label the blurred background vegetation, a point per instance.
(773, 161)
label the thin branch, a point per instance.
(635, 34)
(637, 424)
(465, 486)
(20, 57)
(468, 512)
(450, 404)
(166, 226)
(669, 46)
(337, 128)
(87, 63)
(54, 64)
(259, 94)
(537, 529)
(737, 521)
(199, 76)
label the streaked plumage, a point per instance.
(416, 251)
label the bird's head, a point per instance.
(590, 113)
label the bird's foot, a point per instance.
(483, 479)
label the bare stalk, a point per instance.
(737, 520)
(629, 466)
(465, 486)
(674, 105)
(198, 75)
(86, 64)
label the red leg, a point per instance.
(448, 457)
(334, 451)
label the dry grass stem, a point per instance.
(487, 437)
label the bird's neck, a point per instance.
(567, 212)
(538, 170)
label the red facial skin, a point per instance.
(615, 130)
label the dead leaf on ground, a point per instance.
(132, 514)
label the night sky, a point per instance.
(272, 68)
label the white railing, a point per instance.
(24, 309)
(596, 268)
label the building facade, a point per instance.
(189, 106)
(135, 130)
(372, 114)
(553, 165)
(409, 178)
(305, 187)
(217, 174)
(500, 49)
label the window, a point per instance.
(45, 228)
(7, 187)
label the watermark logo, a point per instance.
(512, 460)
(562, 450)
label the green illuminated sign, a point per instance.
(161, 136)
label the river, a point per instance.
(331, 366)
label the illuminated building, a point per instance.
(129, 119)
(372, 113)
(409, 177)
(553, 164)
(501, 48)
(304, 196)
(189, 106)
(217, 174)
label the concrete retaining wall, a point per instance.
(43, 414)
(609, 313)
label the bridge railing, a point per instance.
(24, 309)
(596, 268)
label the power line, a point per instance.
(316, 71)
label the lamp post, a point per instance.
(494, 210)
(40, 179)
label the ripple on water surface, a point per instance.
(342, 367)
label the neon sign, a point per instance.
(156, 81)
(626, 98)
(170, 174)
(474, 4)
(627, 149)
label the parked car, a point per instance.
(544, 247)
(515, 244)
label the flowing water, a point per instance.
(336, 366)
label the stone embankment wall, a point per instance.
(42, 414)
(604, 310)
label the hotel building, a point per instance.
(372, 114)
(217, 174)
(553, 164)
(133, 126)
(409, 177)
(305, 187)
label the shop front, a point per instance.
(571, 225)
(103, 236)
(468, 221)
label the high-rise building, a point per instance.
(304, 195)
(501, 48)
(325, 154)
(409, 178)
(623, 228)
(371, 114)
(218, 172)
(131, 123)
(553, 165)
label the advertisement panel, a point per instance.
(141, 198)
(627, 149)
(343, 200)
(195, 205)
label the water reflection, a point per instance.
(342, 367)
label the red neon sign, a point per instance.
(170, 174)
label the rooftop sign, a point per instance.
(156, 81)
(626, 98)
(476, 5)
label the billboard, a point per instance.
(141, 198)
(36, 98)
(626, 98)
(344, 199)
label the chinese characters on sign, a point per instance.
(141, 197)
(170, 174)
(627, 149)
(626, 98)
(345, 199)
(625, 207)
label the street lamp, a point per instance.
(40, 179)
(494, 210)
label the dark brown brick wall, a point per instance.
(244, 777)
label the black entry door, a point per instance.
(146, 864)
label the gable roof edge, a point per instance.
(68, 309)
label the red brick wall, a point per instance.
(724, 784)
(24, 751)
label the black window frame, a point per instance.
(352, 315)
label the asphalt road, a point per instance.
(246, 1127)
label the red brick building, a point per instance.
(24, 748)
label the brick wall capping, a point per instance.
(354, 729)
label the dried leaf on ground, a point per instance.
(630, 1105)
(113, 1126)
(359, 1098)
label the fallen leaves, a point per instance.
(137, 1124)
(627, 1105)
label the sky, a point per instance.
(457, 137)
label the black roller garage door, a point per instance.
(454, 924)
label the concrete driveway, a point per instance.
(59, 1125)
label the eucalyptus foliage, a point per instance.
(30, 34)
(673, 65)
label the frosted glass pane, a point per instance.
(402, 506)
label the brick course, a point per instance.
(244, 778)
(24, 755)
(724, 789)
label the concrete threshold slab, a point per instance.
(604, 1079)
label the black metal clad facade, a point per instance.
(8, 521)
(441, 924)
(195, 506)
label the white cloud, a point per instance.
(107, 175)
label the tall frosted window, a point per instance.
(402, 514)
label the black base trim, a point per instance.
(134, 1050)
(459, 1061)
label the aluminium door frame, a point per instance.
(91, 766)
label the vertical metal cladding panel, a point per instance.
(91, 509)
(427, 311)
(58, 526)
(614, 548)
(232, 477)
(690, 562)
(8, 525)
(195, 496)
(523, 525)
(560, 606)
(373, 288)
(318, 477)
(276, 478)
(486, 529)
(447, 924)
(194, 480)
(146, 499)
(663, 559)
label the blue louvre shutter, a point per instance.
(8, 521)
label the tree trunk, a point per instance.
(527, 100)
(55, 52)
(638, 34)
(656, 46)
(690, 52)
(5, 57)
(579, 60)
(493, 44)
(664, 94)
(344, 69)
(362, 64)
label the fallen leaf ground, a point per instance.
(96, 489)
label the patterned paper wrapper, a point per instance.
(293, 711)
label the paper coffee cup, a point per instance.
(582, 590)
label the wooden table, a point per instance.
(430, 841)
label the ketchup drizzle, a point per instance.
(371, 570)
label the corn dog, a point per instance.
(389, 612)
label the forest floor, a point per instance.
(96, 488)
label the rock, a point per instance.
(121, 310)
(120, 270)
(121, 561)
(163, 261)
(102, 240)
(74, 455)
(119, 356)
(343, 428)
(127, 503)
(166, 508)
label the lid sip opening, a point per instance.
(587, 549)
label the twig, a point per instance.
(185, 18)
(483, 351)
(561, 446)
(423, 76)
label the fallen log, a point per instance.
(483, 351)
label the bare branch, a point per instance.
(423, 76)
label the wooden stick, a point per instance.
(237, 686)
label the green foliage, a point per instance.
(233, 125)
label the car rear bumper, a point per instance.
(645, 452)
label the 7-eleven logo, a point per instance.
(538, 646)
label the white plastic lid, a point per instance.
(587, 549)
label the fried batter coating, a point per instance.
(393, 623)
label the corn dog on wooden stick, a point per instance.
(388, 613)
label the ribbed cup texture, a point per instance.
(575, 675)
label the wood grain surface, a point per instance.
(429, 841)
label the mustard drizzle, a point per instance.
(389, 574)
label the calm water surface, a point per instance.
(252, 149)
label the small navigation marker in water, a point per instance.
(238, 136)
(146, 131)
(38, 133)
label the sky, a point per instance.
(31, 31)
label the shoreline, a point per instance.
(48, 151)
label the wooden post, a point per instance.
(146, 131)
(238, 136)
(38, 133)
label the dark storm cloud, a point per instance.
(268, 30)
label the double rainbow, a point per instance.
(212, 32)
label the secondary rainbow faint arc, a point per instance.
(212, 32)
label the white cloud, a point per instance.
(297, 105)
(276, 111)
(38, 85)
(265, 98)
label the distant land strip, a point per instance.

○ ○ ○ ○ ○ ○ ○

Reproduce every record that appears above, keeping the wording exact.

### Problem solution
label the blurred background vegetation, a point per instance.
(773, 161)
label the thin branch, a point per instance.
(635, 34)
(637, 424)
(465, 486)
(20, 57)
(468, 512)
(450, 404)
(166, 226)
(669, 46)
(337, 128)
(87, 63)
(54, 64)
(259, 94)
(537, 529)
(737, 521)
(199, 76)
label the streaked plumage, a point per instance.
(416, 251)
label the bird's head, a point per instance.
(590, 113)
label the bird's foot, a point per instance.
(483, 479)
label the bare stalk, a point per instance.
(737, 520)
(629, 466)
(465, 486)
(674, 105)
(198, 75)
(86, 64)
label the red leg, a point per instance.
(448, 457)
(334, 451)
label the dry grass stem, a point per instance.
(487, 437)
label the bird's neck, a point per instance.
(567, 212)
(538, 170)
label the red facial skin, a point per instance.
(615, 130)
label the dead leaf on ground, a point per instance.
(132, 514)
label the night sky, a point per instance.
(272, 68)
label the white railing, a point per instance.
(24, 309)
(596, 268)
label the building facade, a point per instance.
(189, 106)
(135, 130)
(372, 114)
(553, 165)
(409, 178)
(305, 187)
(217, 174)
(500, 49)
label the window, a point per instance.
(45, 228)
(7, 187)
label the watermark logo, a point per instance.
(512, 460)
(562, 450)
label the green illuminated sign, a point per instance.
(161, 136)
label the river, a point per instance.
(331, 366)
label the illuminated building, a point per instance.
(129, 119)
(372, 113)
(409, 177)
(553, 164)
(501, 48)
(304, 196)
(189, 106)
(217, 174)
label the concrete retaining wall, a point per instance.
(43, 414)
(609, 313)
label the bridge railing, a point per instance.
(24, 309)
(596, 268)
label the power line, a point per instance.
(316, 71)
label the lamp post, a point per instance.
(494, 210)
(40, 179)
label the ripple on water surface, a point per instance.
(342, 367)
label the neon sign, a point per instance.
(156, 81)
(626, 98)
(170, 174)
(474, 4)
(627, 149)
label the parked car, a point per instance.
(544, 247)
(515, 244)
label the flowing water, a point per instance.
(336, 366)
label the stone embankment wall, a point per instance.
(42, 414)
(604, 310)
label the hotel building, a point per instance.
(372, 114)
(217, 174)
(553, 164)
(133, 126)
(409, 177)
(305, 187)
label the shop front, a point per instance.
(571, 225)
(103, 236)
(468, 221)
label the high-rise building, a point per instance.
(304, 195)
(501, 48)
(325, 154)
(409, 178)
(623, 228)
(371, 114)
(218, 172)
(131, 123)
(553, 165)
label the advertisement panel, a point per instance.
(141, 198)
(627, 149)
(343, 200)
(195, 205)
label the water reflection, a point per instance.
(342, 367)
label the red neon sign, a point per instance.
(170, 174)
label the rooftop sign, a point per instance.
(156, 81)
(626, 98)
(476, 5)
label the billboard, a point per instance.
(141, 198)
(36, 98)
(626, 98)
(344, 199)
label the chinese characters on sign, a point per instance.
(141, 197)
(170, 174)
(627, 149)
(626, 98)
(345, 199)
(625, 207)
label the street lamp, a point per instance.
(40, 179)
(494, 210)
label the dark brown brick wall, a point per instance.
(244, 777)
label the black entry door, a point per instance.
(146, 864)
label the gable roof edge, a point per instance.
(68, 309)
label the red brick wall, a point per instance.
(724, 784)
(24, 751)
label the black window frame, a point per instance.
(352, 315)
label the asphalt road, a point per instance.
(246, 1127)
label the red brick building, a point per instance.
(24, 748)
label the brick wall capping, a point per instance.
(354, 729)
label the dried leaf on ground, a point per instance.
(630, 1105)
(113, 1126)
(359, 1098)
label the fallen leaves, a point per instance.
(137, 1124)
(627, 1105)
label the sky, a point per instance.
(457, 137)
label the black roller garage door, a point per instance.
(454, 924)
label the concrete driveway, a point per instance.
(59, 1125)
label the eucalyptus foliage, a point per instance.
(30, 34)
(673, 65)
label the frosted glass pane, a point per instance.
(402, 506)
label the brick course, a point per instance.
(244, 778)
(24, 755)
(724, 789)
label the concrete threshold slab, a point per instance.
(604, 1079)
label the black metal clad facade, a point per instance.
(8, 521)
(441, 924)
(195, 506)
label the white cloud, a point per instance.
(107, 175)
label the tall frosted window, a point per instance.
(402, 514)
label the black base trim, a point per instance.
(134, 1050)
(459, 1061)
label the aluminium door frame, a point per instance.
(91, 766)
label the vertical metal cladding panel, a point per instance.
(91, 509)
(427, 311)
(58, 526)
(614, 548)
(232, 477)
(690, 562)
(8, 525)
(195, 496)
(523, 525)
(560, 606)
(373, 288)
(318, 477)
(276, 478)
(486, 529)
(447, 924)
(194, 480)
(146, 499)
(663, 559)
label the blue louvre shutter, a point per instance.
(8, 521)
label the tree trunk, a point per instance.
(527, 100)
(55, 52)
(638, 34)
(656, 46)
(690, 52)
(5, 57)
(579, 60)
(493, 44)
(664, 94)
(344, 69)
(362, 64)
label the fallen leaf ground, a point per instance.
(96, 489)
label the patterned paper wrapper, a point per instance.
(293, 711)
label the paper coffee cup, a point per instance.
(582, 590)
label the wooden table, a point per instance.
(430, 841)
label the ketchup drizzle, a point per instance.
(371, 570)
label the corn dog, a point per instance.
(389, 612)
label the forest floor, a point per instance.
(96, 488)
label the rock, a point per instance.
(121, 310)
(120, 270)
(121, 561)
(163, 261)
(102, 240)
(74, 455)
(119, 356)
(343, 428)
(127, 503)
(166, 508)
label the lid sip opening, a point per instance.
(587, 549)
label the twig, a point per instance.
(185, 18)
(483, 351)
(561, 446)
(423, 76)
label the fallen log, a point per instance.
(483, 351)
label the bare branch, a point per instance.
(423, 76)
label the wooden stick, a point per instance.
(237, 686)
label the green foliage, a point per instance.
(233, 125)
label the car rear bumper, a point per instance.
(645, 452)
label the 7-eleven logo, a point per instance.
(538, 646)
label the white plastic lid, a point per instance.
(587, 549)
label the fried batter coating, a point per instance.
(393, 623)
label the corn dog on wooden stick, a point per instance.
(388, 613)
label the ribbed cup texture, a point per instance.
(575, 675)
label the wood grain surface, a point per instance.
(429, 841)
label the mustard drizzle, a point per instance.
(389, 574)
label the calm water surface, a point per instance.
(252, 149)
label the small navigation marker in water, a point per instance.
(238, 136)
(146, 131)
(38, 133)
label the sky, a point per instance.
(31, 31)
label the shoreline, a point per instance.
(48, 151)
label the wooden post, a point per instance.
(146, 131)
(238, 136)
(38, 133)
label the dark storm cloud, a point per instance.
(268, 30)
label the double rainbow, a point per instance.
(212, 32)
label the secondary rainbow faint arc, a point per instance.
(212, 32)
label the white cloud, a point per instance.
(297, 105)
(276, 111)
(38, 85)
(265, 98)
label the distant land strip, a point per instance.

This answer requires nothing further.